_DATA EXCERPTS_

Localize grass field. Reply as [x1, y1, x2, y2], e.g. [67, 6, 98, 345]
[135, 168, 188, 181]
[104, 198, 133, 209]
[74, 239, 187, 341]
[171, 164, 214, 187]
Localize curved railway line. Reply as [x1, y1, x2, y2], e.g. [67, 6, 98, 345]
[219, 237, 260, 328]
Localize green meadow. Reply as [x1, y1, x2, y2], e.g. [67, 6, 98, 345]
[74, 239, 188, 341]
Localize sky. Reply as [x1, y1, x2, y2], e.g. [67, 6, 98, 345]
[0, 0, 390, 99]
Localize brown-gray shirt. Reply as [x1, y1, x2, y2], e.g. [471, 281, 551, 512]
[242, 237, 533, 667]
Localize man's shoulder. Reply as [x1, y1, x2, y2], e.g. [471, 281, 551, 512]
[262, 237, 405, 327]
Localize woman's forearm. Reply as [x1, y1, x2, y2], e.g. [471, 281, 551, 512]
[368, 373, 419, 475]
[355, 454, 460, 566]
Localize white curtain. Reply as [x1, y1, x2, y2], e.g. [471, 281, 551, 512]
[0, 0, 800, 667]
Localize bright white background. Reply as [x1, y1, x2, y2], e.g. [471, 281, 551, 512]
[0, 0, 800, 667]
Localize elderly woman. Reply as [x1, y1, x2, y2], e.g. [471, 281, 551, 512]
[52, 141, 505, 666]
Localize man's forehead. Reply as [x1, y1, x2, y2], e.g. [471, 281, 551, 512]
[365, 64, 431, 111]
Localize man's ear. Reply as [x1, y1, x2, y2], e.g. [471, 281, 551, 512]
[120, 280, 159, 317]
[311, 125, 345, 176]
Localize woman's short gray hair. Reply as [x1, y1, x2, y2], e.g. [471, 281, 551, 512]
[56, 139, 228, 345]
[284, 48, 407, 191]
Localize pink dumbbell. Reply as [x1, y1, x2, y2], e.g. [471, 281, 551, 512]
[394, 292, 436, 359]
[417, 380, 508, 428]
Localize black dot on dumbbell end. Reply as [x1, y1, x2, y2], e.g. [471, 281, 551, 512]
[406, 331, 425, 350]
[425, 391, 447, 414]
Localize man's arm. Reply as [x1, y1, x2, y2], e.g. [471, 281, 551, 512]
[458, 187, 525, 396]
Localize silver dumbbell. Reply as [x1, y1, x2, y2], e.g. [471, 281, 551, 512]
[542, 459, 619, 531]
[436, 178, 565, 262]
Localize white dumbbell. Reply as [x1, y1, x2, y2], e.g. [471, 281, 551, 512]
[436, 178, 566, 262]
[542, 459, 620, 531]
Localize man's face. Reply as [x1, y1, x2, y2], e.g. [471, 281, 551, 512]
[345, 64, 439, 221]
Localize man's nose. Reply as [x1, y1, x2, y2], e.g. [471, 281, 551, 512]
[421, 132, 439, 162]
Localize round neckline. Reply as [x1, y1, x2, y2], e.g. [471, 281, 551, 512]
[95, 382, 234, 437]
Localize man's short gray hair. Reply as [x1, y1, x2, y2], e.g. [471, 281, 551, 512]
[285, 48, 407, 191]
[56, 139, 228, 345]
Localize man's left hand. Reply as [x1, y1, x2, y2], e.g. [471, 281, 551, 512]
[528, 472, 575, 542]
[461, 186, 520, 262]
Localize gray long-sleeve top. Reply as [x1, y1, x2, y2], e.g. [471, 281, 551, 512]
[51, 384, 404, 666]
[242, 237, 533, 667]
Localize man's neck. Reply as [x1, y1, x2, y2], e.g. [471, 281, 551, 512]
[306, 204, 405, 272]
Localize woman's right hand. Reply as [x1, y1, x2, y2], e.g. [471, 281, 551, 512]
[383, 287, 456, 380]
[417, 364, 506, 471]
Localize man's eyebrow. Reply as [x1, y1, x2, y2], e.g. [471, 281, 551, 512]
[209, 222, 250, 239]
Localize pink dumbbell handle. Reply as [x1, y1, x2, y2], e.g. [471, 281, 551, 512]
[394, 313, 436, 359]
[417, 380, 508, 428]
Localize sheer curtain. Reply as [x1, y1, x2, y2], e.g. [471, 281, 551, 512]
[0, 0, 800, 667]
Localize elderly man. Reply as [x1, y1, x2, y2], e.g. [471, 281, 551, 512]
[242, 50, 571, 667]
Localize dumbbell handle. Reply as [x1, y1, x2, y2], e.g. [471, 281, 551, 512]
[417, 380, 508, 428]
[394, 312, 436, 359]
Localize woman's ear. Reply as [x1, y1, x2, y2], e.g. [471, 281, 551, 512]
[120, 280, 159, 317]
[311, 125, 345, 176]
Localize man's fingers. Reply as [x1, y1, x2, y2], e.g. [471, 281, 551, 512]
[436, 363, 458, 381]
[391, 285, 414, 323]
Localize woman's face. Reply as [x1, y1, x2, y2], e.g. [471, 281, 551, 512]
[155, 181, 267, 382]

...

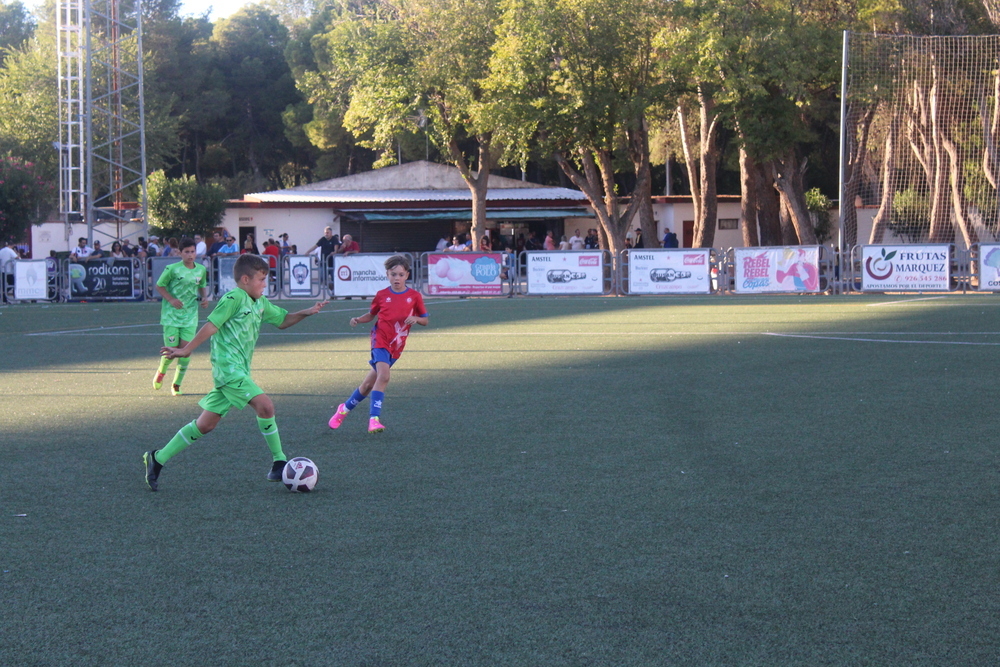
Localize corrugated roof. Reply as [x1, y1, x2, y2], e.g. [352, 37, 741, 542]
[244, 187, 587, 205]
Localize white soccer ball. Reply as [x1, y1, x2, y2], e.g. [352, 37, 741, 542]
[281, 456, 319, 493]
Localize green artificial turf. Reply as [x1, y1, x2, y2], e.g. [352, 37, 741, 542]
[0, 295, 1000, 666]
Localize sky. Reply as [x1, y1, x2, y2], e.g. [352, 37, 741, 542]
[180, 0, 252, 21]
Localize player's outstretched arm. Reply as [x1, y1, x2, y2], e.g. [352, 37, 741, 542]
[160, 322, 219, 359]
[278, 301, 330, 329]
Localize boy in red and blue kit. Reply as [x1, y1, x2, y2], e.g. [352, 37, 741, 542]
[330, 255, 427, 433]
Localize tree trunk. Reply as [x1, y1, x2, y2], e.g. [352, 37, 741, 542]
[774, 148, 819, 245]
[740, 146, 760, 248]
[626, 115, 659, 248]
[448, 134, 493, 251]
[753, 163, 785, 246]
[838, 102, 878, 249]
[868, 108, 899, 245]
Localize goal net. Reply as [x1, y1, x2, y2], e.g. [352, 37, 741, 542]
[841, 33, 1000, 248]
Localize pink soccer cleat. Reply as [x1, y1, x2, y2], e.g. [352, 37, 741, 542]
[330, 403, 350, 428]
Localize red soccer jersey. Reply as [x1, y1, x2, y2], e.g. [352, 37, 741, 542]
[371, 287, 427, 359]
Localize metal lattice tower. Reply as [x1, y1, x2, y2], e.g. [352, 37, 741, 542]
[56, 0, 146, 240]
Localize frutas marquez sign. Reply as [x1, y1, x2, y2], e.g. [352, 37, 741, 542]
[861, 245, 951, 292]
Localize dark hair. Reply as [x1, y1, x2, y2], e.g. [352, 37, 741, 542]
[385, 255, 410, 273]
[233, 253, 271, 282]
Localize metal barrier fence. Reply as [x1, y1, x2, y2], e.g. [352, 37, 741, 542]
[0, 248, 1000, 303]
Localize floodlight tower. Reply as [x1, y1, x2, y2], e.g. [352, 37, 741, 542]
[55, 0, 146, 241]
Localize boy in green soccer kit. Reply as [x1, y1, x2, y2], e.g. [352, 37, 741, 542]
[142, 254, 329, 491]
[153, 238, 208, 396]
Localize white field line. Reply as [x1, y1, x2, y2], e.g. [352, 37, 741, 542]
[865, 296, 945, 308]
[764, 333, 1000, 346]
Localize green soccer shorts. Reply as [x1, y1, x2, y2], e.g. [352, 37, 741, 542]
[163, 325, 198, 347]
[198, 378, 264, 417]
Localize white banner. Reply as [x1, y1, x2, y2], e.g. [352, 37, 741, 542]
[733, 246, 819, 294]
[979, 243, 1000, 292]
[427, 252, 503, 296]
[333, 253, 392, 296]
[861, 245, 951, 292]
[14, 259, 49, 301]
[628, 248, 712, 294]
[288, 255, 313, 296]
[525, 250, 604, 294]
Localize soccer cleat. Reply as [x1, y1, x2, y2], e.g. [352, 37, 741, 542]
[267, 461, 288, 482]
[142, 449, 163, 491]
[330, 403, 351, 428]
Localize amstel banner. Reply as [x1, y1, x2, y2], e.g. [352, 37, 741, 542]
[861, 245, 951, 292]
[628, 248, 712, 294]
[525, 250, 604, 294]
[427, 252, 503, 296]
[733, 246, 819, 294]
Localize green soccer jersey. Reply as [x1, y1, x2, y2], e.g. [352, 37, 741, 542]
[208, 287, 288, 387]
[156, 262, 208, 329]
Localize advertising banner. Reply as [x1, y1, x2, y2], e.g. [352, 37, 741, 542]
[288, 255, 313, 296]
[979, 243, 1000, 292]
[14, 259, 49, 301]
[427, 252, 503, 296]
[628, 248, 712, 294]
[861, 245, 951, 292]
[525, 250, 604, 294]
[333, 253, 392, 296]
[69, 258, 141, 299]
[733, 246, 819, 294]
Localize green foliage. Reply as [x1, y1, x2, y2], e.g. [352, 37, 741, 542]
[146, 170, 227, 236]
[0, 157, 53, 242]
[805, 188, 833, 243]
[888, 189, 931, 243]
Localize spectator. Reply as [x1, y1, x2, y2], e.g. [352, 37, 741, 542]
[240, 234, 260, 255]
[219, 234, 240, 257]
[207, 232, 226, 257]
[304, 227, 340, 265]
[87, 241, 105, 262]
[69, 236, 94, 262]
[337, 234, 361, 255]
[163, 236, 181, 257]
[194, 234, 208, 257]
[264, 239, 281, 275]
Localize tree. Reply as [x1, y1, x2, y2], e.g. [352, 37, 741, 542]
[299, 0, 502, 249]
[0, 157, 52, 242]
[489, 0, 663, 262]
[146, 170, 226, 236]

_TASK STATEMENT_
Repeat the entries word for word, starting at the line that contains "Localize woman's forearm." and ending at the line that contains "[365, 64, 431, 111]", with both of those lines included.

_EXPECTED ANSWER_
Localize woman's forearm. Reply as [x1, y1, x2, y2], e.g. [471, 281, 551, 512]
[368, 373, 419, 475]
[355, 454, 460, 566]
Localize white curtain. Reply as [x1, y1, x2, y2], e.g. [471, 281, 551, 512]
[0, 0, 800, 667]
Localize bright white background. Reply as [x1, y1, x2, y2], e.g. [471, 281, 551, 512]
[0, 0, 800, 667]
Localize elderly woman. Reply as [x1, y1, x2, y2], e.g. [471, 281, 551, 512]
[52, 141, 505, 666]
Localize man's forehead. Reply as [x1, y1, x2, y2], e.g. [471, 281, 551, 512]
[365, 64, 431, 111]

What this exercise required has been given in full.